- _ENTRIES PROVIDED_
================

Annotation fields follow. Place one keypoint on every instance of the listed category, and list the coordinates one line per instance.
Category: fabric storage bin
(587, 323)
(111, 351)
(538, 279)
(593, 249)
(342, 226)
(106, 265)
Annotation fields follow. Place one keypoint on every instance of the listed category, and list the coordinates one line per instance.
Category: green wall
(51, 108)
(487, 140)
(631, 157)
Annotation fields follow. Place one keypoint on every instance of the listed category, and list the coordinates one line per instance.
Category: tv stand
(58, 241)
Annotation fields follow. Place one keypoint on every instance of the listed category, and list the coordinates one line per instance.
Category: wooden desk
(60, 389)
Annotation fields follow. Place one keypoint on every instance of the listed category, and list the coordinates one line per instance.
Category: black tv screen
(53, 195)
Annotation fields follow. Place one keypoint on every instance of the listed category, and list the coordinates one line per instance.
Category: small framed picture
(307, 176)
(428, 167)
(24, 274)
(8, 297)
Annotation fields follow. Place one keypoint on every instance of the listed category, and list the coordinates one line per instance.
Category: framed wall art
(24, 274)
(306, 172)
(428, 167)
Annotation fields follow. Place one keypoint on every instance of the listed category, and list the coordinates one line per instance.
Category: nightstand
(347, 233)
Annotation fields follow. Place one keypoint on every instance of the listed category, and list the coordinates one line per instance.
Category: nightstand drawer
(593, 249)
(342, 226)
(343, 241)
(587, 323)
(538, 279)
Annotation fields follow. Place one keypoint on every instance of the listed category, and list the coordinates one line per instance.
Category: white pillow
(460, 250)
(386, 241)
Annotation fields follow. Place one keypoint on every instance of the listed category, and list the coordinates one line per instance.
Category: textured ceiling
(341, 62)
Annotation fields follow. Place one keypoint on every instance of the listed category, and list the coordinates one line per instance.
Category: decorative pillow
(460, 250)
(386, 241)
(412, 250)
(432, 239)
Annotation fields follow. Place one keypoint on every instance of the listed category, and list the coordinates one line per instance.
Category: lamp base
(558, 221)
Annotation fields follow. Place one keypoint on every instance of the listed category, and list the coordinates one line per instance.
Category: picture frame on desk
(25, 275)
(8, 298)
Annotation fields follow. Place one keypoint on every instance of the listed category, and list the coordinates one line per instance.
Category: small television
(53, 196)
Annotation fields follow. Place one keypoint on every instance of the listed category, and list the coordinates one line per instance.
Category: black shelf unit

================

- _PROBLEM_
A word-for-word restatement of every record above is expected.

- _EXERCISE RESULT_
Annotation fields follow. Place one keypoint on every instance of the listed category, and list the coordinates one line per instance.
Category: fabric storage bin
(587, 323)
(111, 351)
(538, 279)
(593, 249)
(342, 226)
(106, 265)
Annotation fields follow. Place one keypoint on every instance of the listed category, and list the coordinates one line per instance.
Category: green wall
(51, 108)
(487, 140)
(631, 157)
Annotation fields follow. Place one keypoint on every instance of the listed category, and list the coordinates one line per instance.
Category: tv stand
(58, 241)
Annotation fields follow. Place one keypoint on every instance of the listed category, and list the coordinates one line per instance.
Category: wooden desk
(60, 389)
Annotation fields follow. Place one keypoint on every instance of the listed category, and list the coordinates one line per instance.
Category: black tv screen
(53, 195)
Annotation fields follow. Place one keypoint on every instance of the listed category, and list the coordinates one line per instance.
Category: small framed picture
(307, 176)
(428, 167)
(24, 274)
(8, 297)
Annotation fields follow. Place one keypoint on every instance of the listed category, and list the coordinates one line per instance.
Category: framed wall art
(24, 274)
(306, 172)
(428, 167)
Annotation fields follow. Place one keypoint on every instance of the listed category, and list the coordinates one line per instance.
Category: nightstand
(347, 233)
Annotation fields follow. Place one keypoint on every instance of the listed category, and list the coordinates one line per instance.
Category: nightstand drawer
(593, 249)
(342, 226)
(343, 241)
(587, 323)
(538, 279)
Annotation fields follow. Place one keypoint on every instance of the listed category, and list the coordinates one line per instance.
Category: white pillow
(460, 250)
(386, 241)
Annotation fields follow. Place one keypoint on every instance of the listed category, and list the coordinates one line per instance.
Category: textured ceiling
(341, 62)
Annotation fields follow. Place one keypoint on every instance of the listed category, and list the coordinates one line per instance.
Category: decorative pillow
(460, 250)
(386, 241)
(412, 250)
(432, 239)
Annotation fields follow. Place one keypoint on every instance of the listed category, and list the coordinates one line per instance.
Category: lamp base
(558, 221)
Annotation fields follow. Place one keypoint on every instance of the listed category, and list the coordinates one line per instance.
Category: picture frame on desk
(25, 275)
(8, 298)
Annotation fields follow. Place one keypoint on every instance of the listed category, and list the coordinates one line per instance.
Category: small television
(53, 196)
Annotation fields follow. Place one keypoint on every instance of the listed category, and list the coordinates one line per instance.
Category: black shelf unit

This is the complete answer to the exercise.